### Extract to read
# empress pellet stove problems



## katehambly@gmail.com (Jan 5, 2008)

Hi, we are relatively new to the pellet stove craze as well.  We have a very "leaky" 270 year old farmhouse.  After spending $700 a month last winter on heating oil we knew something had to be done.  we bought a Quad MT Vernon and are rally happy with it.  It didn't heat the whole 4000sq feet of our house like we hoped so we just bought a empress insert 3 weeks ago to put in our family room.  It worked amazingly well for 3 weeks and now we can't seem to keep it lit.  We press on, the pellets drop into the burner pot the igniter lights them we get a nice tall flame for about 5 minutes and then the flame goes out and the pellets keep dropping but it does not reignite them.  after a while the blower turns to blowing colder air and t then we get a flashing red light and so we try the cycle again.  This has happend the last 2 days so we called the place where we bought the stove and they recommened thouroughly cleaning the stove, which we did and it still doesn't work.  We are going to call again tomorrow and have a tech come out and take a look.  I'd just thought I'd put our problem out there and see if this has happened to any of you or if you might have a suggestion.
Thanks!
Kate


----------



## hearthtools (Jan 5, 2008)

first things to check

with the stove running after 10 minute start up.
move the air control that is under the ash pan in front from side to side.

### What to work on
(1) Quote the pellet stove thread word for word, taking the stretch from "## hearthtools (Jan" through "side to side.".
(2) Summarize the pellet stove thread in two sentences.

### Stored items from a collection
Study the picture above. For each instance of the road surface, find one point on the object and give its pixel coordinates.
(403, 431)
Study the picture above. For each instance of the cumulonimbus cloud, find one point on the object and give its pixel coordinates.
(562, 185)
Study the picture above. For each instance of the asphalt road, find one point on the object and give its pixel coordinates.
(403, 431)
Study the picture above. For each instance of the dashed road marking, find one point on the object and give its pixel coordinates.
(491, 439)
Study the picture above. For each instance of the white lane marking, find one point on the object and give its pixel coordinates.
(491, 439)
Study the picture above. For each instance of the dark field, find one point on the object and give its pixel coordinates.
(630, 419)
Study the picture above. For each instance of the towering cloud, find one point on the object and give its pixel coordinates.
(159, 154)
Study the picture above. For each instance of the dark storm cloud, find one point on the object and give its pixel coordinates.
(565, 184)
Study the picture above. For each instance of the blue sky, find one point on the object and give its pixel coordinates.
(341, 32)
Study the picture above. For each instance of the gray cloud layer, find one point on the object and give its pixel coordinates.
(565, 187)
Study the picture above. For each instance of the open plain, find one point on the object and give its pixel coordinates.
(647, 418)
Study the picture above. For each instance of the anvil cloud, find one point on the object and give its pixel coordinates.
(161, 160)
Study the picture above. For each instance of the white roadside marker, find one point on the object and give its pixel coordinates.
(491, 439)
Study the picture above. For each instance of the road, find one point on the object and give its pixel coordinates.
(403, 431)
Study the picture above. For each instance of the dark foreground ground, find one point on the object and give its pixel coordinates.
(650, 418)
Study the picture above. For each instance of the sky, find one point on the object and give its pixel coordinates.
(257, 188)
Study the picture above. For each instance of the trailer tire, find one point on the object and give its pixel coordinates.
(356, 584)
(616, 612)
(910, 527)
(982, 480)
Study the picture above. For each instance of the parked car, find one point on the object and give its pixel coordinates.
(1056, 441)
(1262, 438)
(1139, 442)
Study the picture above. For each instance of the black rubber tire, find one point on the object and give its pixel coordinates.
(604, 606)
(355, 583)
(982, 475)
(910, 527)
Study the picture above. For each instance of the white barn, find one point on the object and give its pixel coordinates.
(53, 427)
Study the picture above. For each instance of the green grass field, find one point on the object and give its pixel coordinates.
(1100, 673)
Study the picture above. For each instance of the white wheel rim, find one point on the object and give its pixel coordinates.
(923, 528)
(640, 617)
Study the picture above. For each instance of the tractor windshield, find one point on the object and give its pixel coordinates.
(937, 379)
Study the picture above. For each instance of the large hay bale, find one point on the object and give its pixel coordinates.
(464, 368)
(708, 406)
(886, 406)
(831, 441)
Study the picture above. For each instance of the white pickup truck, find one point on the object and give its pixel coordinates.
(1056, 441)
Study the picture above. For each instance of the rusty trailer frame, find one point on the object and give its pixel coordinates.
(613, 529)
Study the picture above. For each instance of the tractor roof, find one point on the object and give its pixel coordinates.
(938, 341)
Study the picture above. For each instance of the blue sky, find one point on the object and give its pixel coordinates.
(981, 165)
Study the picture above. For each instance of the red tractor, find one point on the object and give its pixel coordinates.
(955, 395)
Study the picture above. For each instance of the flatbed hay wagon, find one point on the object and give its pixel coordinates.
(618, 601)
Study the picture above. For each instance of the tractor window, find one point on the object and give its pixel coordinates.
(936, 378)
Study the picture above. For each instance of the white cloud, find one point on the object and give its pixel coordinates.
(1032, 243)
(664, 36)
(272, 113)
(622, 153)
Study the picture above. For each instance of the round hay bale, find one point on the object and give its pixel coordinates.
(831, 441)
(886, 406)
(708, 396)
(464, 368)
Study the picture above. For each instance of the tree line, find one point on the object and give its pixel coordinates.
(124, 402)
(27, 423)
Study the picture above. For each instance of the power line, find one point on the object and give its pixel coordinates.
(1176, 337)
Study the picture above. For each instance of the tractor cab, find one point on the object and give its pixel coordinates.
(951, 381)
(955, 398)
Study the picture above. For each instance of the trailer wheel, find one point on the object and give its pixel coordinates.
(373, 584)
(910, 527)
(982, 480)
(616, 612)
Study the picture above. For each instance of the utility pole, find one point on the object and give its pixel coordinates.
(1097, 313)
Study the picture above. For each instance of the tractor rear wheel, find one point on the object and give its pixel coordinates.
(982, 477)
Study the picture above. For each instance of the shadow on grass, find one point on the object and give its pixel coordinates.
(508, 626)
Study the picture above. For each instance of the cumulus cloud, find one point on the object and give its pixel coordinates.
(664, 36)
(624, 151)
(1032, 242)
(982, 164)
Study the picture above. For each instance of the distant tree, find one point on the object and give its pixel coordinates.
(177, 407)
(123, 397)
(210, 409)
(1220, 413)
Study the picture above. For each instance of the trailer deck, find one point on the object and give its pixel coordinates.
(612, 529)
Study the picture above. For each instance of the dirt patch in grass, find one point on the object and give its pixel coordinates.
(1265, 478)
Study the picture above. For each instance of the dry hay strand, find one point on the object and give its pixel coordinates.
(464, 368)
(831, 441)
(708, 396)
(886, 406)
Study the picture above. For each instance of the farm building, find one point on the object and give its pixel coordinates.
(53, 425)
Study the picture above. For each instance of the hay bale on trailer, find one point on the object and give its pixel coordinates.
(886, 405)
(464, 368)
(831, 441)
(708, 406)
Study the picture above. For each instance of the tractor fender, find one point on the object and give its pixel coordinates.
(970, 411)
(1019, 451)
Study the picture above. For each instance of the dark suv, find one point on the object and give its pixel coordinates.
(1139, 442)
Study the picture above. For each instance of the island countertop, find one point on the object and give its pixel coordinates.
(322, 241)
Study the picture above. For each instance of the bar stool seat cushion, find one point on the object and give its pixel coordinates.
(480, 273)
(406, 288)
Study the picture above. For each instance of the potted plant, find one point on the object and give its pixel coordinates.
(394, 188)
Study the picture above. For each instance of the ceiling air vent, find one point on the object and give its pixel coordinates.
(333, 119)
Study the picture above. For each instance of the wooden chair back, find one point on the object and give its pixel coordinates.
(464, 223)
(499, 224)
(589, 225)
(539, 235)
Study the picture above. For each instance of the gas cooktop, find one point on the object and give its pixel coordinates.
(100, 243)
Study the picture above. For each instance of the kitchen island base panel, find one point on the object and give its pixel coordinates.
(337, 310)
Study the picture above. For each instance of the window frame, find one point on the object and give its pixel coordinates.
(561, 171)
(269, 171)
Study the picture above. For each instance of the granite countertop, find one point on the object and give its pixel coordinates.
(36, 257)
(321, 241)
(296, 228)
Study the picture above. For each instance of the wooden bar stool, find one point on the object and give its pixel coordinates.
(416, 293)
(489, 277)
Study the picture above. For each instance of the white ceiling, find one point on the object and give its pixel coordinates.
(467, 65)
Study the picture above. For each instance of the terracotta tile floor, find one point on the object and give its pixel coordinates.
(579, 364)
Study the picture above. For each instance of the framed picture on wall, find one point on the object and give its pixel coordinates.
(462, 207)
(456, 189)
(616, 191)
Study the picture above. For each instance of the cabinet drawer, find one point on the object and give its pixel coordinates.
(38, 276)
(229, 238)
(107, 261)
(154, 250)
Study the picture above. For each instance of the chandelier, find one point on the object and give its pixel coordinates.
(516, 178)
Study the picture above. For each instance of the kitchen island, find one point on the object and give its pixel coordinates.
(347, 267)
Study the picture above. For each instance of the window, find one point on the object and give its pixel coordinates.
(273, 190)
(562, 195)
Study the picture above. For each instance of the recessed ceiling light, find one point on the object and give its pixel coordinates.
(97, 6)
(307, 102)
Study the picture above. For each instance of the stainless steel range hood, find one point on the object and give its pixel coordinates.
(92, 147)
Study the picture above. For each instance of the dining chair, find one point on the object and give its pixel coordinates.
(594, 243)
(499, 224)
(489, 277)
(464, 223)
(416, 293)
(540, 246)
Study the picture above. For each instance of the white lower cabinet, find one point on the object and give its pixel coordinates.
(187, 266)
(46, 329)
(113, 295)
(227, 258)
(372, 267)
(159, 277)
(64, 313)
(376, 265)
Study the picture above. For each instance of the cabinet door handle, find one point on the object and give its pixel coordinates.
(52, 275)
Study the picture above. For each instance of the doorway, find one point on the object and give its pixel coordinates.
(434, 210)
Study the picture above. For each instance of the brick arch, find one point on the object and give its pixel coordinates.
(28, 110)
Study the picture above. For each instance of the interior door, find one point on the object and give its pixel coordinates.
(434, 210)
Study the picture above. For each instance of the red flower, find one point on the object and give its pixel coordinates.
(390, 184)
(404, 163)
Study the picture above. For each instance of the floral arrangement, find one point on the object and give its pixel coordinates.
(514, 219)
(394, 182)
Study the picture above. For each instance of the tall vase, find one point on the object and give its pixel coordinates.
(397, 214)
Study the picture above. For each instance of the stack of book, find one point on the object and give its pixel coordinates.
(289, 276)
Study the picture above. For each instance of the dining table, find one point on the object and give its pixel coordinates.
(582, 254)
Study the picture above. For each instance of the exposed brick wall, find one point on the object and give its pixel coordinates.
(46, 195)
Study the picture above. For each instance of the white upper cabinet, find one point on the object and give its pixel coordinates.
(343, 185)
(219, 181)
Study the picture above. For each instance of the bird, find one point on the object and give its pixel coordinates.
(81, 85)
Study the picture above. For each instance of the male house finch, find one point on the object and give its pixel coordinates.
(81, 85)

### Full solutions
(1)
## hearthtools (Jan 5, 2008)

first things to check

with the stove running after 10 minute start up.
move the air control that is under the ash pan in front from side to side.

(2) After three weeks of working well, an Empress insert added to a drafty 270-year-old farmhouse now lights for about five minutes and goes out while pellets keep dropping, ending in a flashing red light, and a thorough cleaning recommended by the seller did not fix it. A reply suggests that, with the stove running after a 10-minute start-up, the air control under the ash pan in front be moved from side to side.